-- Begin Document passage --
The global summaries of the seasonal temperature, precipitation and river flow features are provided in Fig. 2. As the strengths of these features vary largely from geographical location to geographical location with few exceptions (referring to specific temperature features; see Fig. 2a, b, g, j, m, v), providing characterizations and comparisons across climates and continents becomes even more important from both a scientific and a practical point of view. Aside from this important remark, other interesting results also stem from Fig. 2. For instance, the lag-1 autocorrelation of the seasonal temperature time series is very close to zero, indicating almost uncorrelated variables due to the remarkably strong seasonality patterns at the quarterly time scale. These patterns seem to be manifesting themselves into pairs of consecutive values in each time series that are much less correlated than in other time scales, such as the monthly one. Notably, the same is not observed for the precipitation, and especially for the river flow, time series. Also notably, the autocorrelation summary feature takes remarkably large values for seasonal temperature, while the same does not apply to the cases of seasonal precipitation and river flow. Indeed, while lag-1 autocorrelation is almost zero for seasonal temperature and has absolute values that are much larger than zero for seasonal precipitation and river flow, it seems that the autocorrelation values at other lags (among those equal from 2 to 10 seasons) are much larger for seasonal temperature than for seasonal precipitation and river flow.

Fig. 2
figure 2

Global summaries of the seasonal a, d, g, j, m, p, s, v temperature, b, e, h, k, n, q, t, w precipitation and c, f, i, l, o, r, u, x river flow features. For comparison purposes, the limits of the horizontal axes have been set common for the histograms in the same row. The relationships between the features can be inspected through Figs. S3 − S5 of the supplementary material

3.2 Seasonal hydroclimatic feature comparisons across climates

Statistical summaries of the features of the seasonal temperature, precipitation and river flow time series across the investigated Köppen–Geiger climate classes are presented in Figs. 3, 4, 5, while the respective summaries per main climate division are presented in Figs. 6 and 7. These summaries offer a new basis for comparing the various Köppen–Geiger climates, other than the one offered by their original definitions (see the related discussions in Sect.  4). Moreover, especially Figs. 5 and 7 offer information that could be exploited for constraining the uncertainty in the design of seasonal stochastic models. This latter contribution holds particularly for geographical locations with short or no time series records. In what follows, Figs. 3, 4, 5, 6, 7 are collectively summarized and discussed, as they are interconnected.
-- End Document passage --
Given problem a:
List every line in the rows below that contains the word "flower".
-- Begin Task inputs --
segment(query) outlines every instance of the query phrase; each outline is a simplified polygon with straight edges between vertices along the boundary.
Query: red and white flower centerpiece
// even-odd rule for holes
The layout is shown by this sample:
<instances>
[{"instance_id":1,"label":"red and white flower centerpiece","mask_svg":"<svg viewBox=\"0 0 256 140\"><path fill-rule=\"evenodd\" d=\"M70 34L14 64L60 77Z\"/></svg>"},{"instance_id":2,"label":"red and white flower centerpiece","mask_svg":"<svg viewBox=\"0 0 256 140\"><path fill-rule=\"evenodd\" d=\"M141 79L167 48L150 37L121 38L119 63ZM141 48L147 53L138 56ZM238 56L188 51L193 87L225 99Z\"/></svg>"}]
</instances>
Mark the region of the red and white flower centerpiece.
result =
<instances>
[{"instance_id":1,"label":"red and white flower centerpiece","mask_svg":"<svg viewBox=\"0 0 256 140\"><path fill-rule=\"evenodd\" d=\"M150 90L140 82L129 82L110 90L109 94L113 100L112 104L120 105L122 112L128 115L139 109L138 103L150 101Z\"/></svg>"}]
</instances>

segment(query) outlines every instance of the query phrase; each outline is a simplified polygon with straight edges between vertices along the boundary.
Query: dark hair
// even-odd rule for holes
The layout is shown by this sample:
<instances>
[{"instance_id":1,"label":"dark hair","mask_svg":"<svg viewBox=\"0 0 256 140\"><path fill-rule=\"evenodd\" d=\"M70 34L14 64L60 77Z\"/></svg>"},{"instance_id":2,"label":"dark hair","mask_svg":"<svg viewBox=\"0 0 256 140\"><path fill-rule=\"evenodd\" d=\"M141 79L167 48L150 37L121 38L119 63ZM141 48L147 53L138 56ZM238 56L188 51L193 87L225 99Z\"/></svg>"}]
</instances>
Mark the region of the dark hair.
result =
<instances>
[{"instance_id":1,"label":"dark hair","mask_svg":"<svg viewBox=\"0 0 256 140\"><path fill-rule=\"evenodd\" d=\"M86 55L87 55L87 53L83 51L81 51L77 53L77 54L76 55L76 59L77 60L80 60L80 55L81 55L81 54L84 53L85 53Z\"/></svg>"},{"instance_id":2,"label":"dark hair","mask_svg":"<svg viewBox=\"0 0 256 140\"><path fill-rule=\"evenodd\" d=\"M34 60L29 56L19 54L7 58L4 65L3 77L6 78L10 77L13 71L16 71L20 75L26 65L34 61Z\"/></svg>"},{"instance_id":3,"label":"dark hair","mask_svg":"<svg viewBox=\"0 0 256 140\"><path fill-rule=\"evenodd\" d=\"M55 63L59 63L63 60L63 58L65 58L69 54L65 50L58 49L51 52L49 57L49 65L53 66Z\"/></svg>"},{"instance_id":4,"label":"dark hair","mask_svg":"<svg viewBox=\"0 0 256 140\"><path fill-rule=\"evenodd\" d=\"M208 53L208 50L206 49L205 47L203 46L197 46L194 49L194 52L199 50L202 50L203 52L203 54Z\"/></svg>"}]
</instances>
-- End Task inputs --
Given problem b:
Print everything in the river flow passage above from "3.2 Seasonal hydroclimatic" down to "they are interconnected.".

Full response a:
Query: red and white flower centerpiece
[{"instance_id":1,"label":"red and white flower centerpiece","mask_svg":"<svg viewBox=\"0 0 256 140\"><path fill-rule=\"evenodd\" d=\"M70 34L14 64L60 77Z\"/></svg>"},{"instance_id":2,"label":"red and white flower centerpiece","mask_svg":"<svg viewBox=\"0 0 256 140\"><path fill-rule=\"evenodd\" d=\"M141 79L167 48L150 37L121 38L119 63ZM141 48L147 53L138 56ZM238 56L188 51L193 87L225 99Z\"/></svg>"}]
Mark the region of the red and white flower centerpiece.
[{"instance_id":1,"label":"red and white flower centerpiece","mask_svg":"<svg viewBox=\"0 0 256 140\"><path fill-rule=\"evenodd\" d=\"M150 90L140 82L129 82L110 90L109 94L113 100L112 104L120 105L122 112L128 115L139 109L138 103L150 101Z\"/></svg>"}]

Full response b:
3.2 Seasonal hydroclimatic feature comparisons across climates

Statistical summaries of the features of the seasonal temperature, precipitation and river flow time series across the investigated Köppen–Geiger climate classes are presented in Figs. 3, 4, 5, while the respective summaries per main climate division are presented in Figs. 6 and 7. These summaries offer a new basis for comparing the various Köppen–Geiger climates, other than the one offered by their original definitions (see the related discussions in Sect.  4). Moreover, especially Figs. 5 and 7 offer information that could be exploited for constraining the uncertainty in the design of seasonal stochastic models. This latter contribution holds particularly for geographical locations with short or no time series records. In what follows, Figs. 3, 4, 5, 6, 7 are collectively summarized and discussed, as they are interconnected.